I hear a lot of people saying that simple models work better than complex models when you have enough data. For example, here’s a tweet from Giuseppe Paleologo this morning:
Isn’t it ironic that almost all known results in asymptotic statistics don’t scale well with data?
There are several things people could mean when they say that complex models don’t scale well.
First, they may mean that the implementation of complex models doesn’t scale. The computational effort required to fit the model increases disproportionately with the amount of data.
Second, they could mean that complex models aren’t necessary. A complex model might do even better than a simple model, but simple models work well enough given lots of data.
A third possibility, less charitable than the first two, is that the complex models are a bad fit, and this becomes apparent given enough data. The data calls the model’s bluff. If a statistical model performs poorly with lots of data, it must have performed poorly with a small amount of data too, but you couldn’t tell. It’s simple over-fitting.
I believe that’s what Giuseppe had in mind in his remark above. When I replied that the problem is modeling error, he said “Yes, big time.” The results of asymptotic statistics scale beautifully when the model is correct. But giving a poorly fitting model more data isn’t going to make it perform better.
The wrong conclusion would be to say that complex models work well for small data. I think the conclusion is that you can’t tell that complex models are not working well with small data. It’s a researcher’s paradise. You can fit a sequence of ever more complex models, getting a publication out of each. Evaluate your model using simulations based on your assumptions and you can avoid the accountability of the real world.
If the robustness of simple models is important with huge data sets, it’s even more important with small data sets.
Model complexity should increase with data, not decrease. I don’t mean that it should necessarily increase, but that it could. With more data, you have the ability to test the fit of more complex models. When people say that simple models scale better, they may mean that they haven’t been able to do better, that the data has exposed the problems with other things they’ve tried.
I’ve usually understood that the complexity being referred to was conceptual, rather than complexity as degrees of freedom.
When you have little data, you have to be very careful how to use it, be Bayesian and use justifiable priors, so the model looks complicated.
If you have lots of data, you can use something conceptually simple like logistic regression, throw in everything you can think of as a feature, and fit the model without over-fitting. The complexity as number of parameters is high, but it’s a logistics regression model, easy to wrap your brain around – “simple”.
I’m curious of your opinion of AIC for being a guide in places like this? Personally I rarely calculate an actual AIC but I do like to keep it in mind as to how much extra better fit I need to get as I increase the complexity of a model. Which sometimes means coming up with a hand wavy number for degrees of freedom represented by added complexity.
The AIC and various *ICs have the virtue of including an explicit penalty for model complexity. And it’s reassuring when your model is optimal by some objective standard. But the choice of models to compare and the choice of information criterion are not as objective, so there can be an inflated impression of objectivity.

Written task: In the text on model complexity, which conceptually simple model is named as one you can use when you have lots of data?

Dataset records:
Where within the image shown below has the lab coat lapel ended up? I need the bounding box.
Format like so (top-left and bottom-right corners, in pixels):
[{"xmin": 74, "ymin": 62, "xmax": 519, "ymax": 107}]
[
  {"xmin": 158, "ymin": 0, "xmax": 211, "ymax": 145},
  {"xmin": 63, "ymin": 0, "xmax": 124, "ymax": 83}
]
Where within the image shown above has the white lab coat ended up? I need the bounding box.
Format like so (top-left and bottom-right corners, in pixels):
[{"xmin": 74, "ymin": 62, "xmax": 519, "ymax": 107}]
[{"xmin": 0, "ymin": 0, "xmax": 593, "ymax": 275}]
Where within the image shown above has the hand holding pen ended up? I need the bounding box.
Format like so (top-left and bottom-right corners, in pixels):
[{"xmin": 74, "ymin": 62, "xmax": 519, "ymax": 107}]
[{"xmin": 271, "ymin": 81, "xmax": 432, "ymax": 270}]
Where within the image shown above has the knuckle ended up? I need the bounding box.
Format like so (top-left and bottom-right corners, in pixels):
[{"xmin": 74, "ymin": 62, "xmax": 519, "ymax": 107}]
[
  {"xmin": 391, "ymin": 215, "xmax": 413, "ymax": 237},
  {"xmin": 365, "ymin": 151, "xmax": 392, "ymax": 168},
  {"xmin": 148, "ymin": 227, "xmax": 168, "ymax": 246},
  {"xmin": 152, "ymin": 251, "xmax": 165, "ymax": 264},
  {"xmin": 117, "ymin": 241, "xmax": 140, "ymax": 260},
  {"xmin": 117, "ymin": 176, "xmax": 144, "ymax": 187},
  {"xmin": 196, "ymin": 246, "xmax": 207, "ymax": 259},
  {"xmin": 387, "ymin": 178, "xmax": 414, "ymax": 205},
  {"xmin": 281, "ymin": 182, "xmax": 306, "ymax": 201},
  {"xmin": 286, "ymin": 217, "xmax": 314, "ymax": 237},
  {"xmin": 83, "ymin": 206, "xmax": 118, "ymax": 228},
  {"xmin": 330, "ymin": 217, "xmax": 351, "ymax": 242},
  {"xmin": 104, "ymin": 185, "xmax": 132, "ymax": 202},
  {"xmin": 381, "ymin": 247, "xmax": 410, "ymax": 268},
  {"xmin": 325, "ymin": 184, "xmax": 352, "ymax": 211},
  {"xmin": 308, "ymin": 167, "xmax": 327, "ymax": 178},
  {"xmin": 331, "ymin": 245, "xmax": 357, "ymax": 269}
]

The completed task: Logistic regression.